Dataset records
start
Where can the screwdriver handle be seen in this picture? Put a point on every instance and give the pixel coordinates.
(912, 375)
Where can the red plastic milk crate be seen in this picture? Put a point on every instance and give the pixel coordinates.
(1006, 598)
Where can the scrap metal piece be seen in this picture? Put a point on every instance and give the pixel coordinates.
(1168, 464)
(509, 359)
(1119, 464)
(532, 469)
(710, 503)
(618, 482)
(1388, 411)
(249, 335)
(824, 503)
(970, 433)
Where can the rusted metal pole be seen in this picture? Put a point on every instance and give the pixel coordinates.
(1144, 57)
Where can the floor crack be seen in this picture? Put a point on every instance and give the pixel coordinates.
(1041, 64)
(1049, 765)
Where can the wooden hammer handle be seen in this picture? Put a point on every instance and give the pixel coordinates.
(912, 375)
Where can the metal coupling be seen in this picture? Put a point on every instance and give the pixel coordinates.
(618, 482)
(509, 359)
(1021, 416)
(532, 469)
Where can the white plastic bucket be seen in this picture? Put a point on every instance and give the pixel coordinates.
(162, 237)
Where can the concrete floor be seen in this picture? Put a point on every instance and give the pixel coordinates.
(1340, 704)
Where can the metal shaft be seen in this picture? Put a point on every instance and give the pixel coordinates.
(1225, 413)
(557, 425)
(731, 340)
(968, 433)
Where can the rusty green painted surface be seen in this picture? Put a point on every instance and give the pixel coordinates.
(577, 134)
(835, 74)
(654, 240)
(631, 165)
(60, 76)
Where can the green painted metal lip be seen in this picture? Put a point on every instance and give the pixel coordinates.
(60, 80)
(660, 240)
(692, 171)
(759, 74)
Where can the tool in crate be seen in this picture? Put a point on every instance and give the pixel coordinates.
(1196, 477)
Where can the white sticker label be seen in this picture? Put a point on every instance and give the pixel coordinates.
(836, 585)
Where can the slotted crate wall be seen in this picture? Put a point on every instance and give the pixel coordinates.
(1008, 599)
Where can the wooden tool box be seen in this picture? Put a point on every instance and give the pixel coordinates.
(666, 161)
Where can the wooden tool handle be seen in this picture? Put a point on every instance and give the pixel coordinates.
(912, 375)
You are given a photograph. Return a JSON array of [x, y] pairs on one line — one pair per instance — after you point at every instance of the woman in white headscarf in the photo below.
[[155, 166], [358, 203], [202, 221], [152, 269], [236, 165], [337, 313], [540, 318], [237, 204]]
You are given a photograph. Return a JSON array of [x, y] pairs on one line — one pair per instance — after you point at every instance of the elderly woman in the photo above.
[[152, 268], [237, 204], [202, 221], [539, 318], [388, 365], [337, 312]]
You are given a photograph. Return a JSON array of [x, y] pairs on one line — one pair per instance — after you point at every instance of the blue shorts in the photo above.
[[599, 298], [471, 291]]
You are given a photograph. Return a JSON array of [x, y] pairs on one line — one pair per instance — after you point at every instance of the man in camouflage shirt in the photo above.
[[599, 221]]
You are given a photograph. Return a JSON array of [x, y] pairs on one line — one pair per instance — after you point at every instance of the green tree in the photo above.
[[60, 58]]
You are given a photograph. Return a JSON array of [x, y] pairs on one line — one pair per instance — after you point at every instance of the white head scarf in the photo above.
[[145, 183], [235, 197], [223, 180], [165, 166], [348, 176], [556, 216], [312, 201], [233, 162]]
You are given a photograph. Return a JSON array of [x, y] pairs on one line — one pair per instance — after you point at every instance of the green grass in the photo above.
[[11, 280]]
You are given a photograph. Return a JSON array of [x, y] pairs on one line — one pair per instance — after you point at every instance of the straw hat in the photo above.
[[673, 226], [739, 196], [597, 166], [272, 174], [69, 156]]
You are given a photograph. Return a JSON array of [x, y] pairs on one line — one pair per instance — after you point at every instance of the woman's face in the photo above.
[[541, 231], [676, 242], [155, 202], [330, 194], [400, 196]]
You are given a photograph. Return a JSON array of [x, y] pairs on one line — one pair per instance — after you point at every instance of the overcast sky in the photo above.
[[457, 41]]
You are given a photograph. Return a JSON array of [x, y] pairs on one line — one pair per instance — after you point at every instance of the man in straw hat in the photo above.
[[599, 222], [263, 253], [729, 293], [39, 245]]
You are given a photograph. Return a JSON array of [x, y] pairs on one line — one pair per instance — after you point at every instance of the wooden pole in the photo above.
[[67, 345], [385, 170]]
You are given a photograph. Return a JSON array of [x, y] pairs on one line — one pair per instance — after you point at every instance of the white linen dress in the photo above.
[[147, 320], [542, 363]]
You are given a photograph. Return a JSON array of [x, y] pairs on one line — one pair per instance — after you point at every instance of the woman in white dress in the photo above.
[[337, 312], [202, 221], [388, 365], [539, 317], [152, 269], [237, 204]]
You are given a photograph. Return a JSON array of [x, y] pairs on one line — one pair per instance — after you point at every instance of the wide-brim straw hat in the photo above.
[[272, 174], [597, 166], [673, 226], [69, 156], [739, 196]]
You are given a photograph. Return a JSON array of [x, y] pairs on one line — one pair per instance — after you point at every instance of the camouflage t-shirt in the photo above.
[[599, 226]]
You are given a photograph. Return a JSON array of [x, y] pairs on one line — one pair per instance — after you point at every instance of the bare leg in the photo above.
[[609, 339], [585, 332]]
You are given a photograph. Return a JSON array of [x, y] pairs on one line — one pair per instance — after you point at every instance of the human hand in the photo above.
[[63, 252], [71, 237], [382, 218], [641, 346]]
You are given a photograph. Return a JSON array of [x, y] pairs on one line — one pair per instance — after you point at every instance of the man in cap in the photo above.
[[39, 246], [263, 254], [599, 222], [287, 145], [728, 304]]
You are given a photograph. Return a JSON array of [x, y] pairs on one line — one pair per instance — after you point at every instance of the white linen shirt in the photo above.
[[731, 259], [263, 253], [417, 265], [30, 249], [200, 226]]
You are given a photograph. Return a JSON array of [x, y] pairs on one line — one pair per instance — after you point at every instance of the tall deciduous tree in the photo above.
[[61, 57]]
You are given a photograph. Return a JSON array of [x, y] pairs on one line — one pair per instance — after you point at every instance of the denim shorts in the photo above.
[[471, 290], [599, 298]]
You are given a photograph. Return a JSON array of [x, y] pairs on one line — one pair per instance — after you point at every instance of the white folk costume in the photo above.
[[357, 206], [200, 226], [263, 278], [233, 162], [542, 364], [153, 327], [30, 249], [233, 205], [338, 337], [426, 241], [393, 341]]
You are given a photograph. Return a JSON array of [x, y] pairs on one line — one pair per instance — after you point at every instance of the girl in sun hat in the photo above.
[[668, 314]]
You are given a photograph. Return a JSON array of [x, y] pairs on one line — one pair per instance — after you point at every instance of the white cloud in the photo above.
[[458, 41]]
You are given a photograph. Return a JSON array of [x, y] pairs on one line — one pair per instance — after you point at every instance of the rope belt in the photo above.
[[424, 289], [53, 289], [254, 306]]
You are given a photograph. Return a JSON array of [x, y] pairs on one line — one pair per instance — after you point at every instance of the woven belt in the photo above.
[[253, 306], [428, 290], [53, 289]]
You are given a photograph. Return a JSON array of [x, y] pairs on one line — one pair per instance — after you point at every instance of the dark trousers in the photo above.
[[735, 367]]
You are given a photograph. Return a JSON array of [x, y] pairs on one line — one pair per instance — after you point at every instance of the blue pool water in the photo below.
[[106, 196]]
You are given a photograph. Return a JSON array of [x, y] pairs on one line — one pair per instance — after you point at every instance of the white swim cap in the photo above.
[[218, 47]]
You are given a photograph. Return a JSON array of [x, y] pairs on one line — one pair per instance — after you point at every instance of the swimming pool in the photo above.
end
What the exercise asks:
Reproduce all of the material above, line for line and without any changes.

Task answer:
Where can the screwdriver handle be seen in this picture? Put a point on every instance and give the pixel coordinates.
(912, 375)
Where can the red plastic milk crate be seen in this picture? Put a point on every instance and give the pixel coordinates.
(1006, 598)
Where can the scrap metal piece be seen in this picture? Put a point on every instance and give the pixel coordinates.
(1168, 464)
(509, 359)
(1119, 464)
(532, 469)
(710, 503)
(618, 482)
(1388, 411)
(249, 335)
(824, 503)
(970, 433)
Where can the rusted metal pole be seen in this picture? Put a point on every instance and give the pixel coordinates.
(1144, 57)
Where can the floor crack be seen in this picture? Put a point on every instance and give the pixel coordinates.
(1041, 64)
(1049, 765)
Where can the wooden hammer handle be seen in this picture? Put a point on every instance and give the pixel coordinates.
(912, 375)
Where can the metal coupling be seen in this picture? Put a point on every instance and give the pixel coordinates.
(618, 482)
(509, 359)
(1021, 416)
(532, 469)
Where can the white plastic bucket be seen in this picture? Put a point on every instance and give the pixel coordinates.
(162, 237)
Where can the concrete floor be seen in this picture? Put a point on every instance and give the pixel coordinates.
(1340, 704)
Where can the metal shaft be seen in this picture? Put a point on every instance and give the pixel coordinates.
(1225, 413)
(557, 425)
(731, 340)
(968, 433)
Where can the rusty green painted surface be seen in this picture? Put a point on every instance and give the pixel coordinates.
(577, 134)
(835, 74)
(654, 240)
(631, 165)
(60, 76)
Where can the green painted metal lip be seen in this picture? Put a point on every instance and give the pixel coordinates.
(60, 80)
(660, 240)
(692, 171)
(759, 74)
Where can the tool in crate be seen in this picture? Put a point on every instance and give the pixel coordinates.
(1196, 477)
Where can the white sticker label be seen in this picture? Put a point on every instance and give the pixel coordinates.
(836, 585)
Where can the slotted crate wall be seen in this picture? Put a point on every instance and give the pixel coordinates.
(1008, 599)
Where can the wooden tool box be seen in this picture? Put a point on every instance and give the pixel coordinates.
(666, 161)
Where can the wooden tool handle be seen in this picture? Put a point on every instance and give the pixel coordinates.
(912, 375)
You are given a photograph. Return a JSON array of [x, y] pairs on one line — one pair per instance — after you point at every instance of the woman in white headscarf in the photo below.
[[155, 166], [358, 203], [202, 221], [152, 269], [236, 165], [337, 313], [540, 318], [237, 204]]
You are given a photograph. Return a JSON array of [x, y] pairs on one line — one pair per instance — after you point at every instance of the elderly woman in the photo above.
[[152, 268], [237, 204], [202, 221], [539, 318], [388, 365], [337, 312]]
You are given a photograph. Return a JSON array of [x, y] pairs on one line — one pair per instance — after you point at every instance of the blue shorts in the photo above.
[[599, 298], [471, 291]]
You are given a photograph. Return a JSON array of [x, y] pairs on one line — one pair per instance — after you point at every instance of the man in camouflage shirt in the photo above.
[[599, 221]]
You are given a photograph. Return a JSON array of [x, y] pairs on one line — one pair per instance — after you point at every instance of the green tree in the photo above.
[[60, 58]]
You are given a photograph. Return a JSON array of [x, y] pairs on one line — one pair per instance — after you point at every instance of the white head scarf in the photo above.
[[145, 183], [235, 197], [223, 180], [165, 166], [348, 176], [556, 216], [312, 201], [233, 162]]
You are given a photograph. Return a JSON array of [x, y] pairs on one line — one pair per instance — after you point at every instance of the green grass in the photo above.
[[11, 280]]
You are given a photograph. Return a JSON array of [x, y] pairs on one line — one pair per instance — after you point at every instance of the straw hat in the photo above.
[[673, 226], [739, 196], [597, 166], [272, 174], [69, 156]]
You are given a photograph. Return a JSON array of [x, y] pairs on one line — one pair per instance — after you point at every instance of the woman's face in the photo above.
[[541, 231], [676, 242], [155, 202], [330, 194], [400, 196]]
You are given a photograph. Return a JSON array of [x, y] pairs on one line — one pair per instance — after you point at every instance of the overcast sky in the photo above.
[[457, 41]]
You are given a photograph. Return a JSON array of [x, y] pairs on one line — one pair per instance — after you point at every instance of the man in straw hat in the photo above.
[[599, 222], [263, 253], [729, 293], [39, 245]]
You are given a photograph. Return a JSON array of [x, y] pairs on one line — one pair per instance — after you point at every instance of the wooden pole in the photo above.
[[67, 345], [385, 170]]
You are given a photograph. Return a JSON array of [x, y] pairs on one line — one pair per instance — after you point at every instance of the white linen dress in the photo above.
[[147, 320], [542, 363]]
You are given a photograph. Return a JSON array of [x, y] pairs on one line — one pair per instance — after you point at every instance of the woman in white dress in the photo above.
[[337, 312], [202, 221], [388, 365], [539, 317], [152, 269], [237, 204]]
You are given a photograph. Return a JSON array of [x, y] pairs on one line — one pair per instance — after you point at every instance of the wide-brim straw hat in the photo above.
[[272, 174], [597, 166], [673, 226], [69, 156], [739, 196]]
You are given a photograph. Return a JSON array of [x, y] pairs on one line — one pair per instance — after you point at every instance of the camouflage t-shirt in the photo above.
[[599, 226]]
You are given a photograph. Return a JSON array of [x, y] pairs on one line — one pair per instance — after you point at every instance of the bare leg in the photo above.
[[609, 339], [585, 332]]
You are given a photograph. Return a JSON array of [x, y] pairs on one line — one pair per instance — after you point at every instance of the human hand in the photo above.
[[63, 252], [71, 237], [382, 218], [641, 346]]
You are given a photograph. Return a JSON array of [x, y] pairs on one line — one pair per instance — after you point at every instance of the man in cap in the photo above.
[[39, 246], [263, 254], [599, 222], [287, 145], [728, 304]]
You are given a photograph. Return a JSON array of [x, y] pairs on one line — one pair per instance — after you point at every instance of the white linen shirt in the photo above.
[[731, 259], [263, 253], [417, 265], [30, 249], [200, 226]]
You are given a photograph. Return a JSON array of [x, y] pairs on one line — one pair per instance — after you point at every instance of the tall deciduous tree in the photo above.
[[61, 57]]
You are given a photograph. Return a JSON array of [x, y] pairs on one line — one pair per instance — after you point at every instance of the denim shorts in the photo above.
[[471, 290], [599, 298]]
You are given a photograph. Return a JSON array of [x, y] pairs on one line — one pair per instance — after you point at every instance of the white folk costume in the photo above.
[[357, 206], [200, 226], [263, 278], [233, 162], [542, 364], [153, 327], [30, 249], [233, 205], [338, 337], [426, 241], [393, 341]]
You are given a photograph. Return a JSON array of [x, y] pairs on one line — one pair per instance — after you point at every instance of the girl in sun hat in the photo above.
[[668, 314]]
You are given a photograph. Return a JSON array of [x, y] pairs on one line — one pair per instance — after you point at every instance of the white cloud in the photo above.
[[458, 41]]
You are given a photograph. Return a JSON array of [x, y] pairs on one line — one pair per instance — after you point at every instance of the rope belt in the photo above.
[[424, 289], [53, 289], [254, 306]]
You are given a photograph. Return a JSON array of [x, y] pairs on one line — one pair per instance — after you point at every instance of the woven belt in the photo above.
[[253, 306], [428, 290], [53, 289]]
You are given a photograph. Return a JSON array of [x, y] pairs on one line — one pair per instance — after you point at every instance of the dark trousers in the photo above.
[[735, 367]]
You are given a photograph. Return a JSON array of [x, y] pairs on one line — one pair per instance — after you point at every instance of the blue pool water in the photo below.
[[106, 196]]
You are given a photograph. Return a JSON array of [x, y] pairs on one line — one pair per instance — after you point at every instance of the white swim cap in the photo above.
[[218, 47]]
You are given a photograph. Return a JSON array of [x, y] pairs on one line — one pair per instance — after you point at every instance of the swimming pool in the photo above.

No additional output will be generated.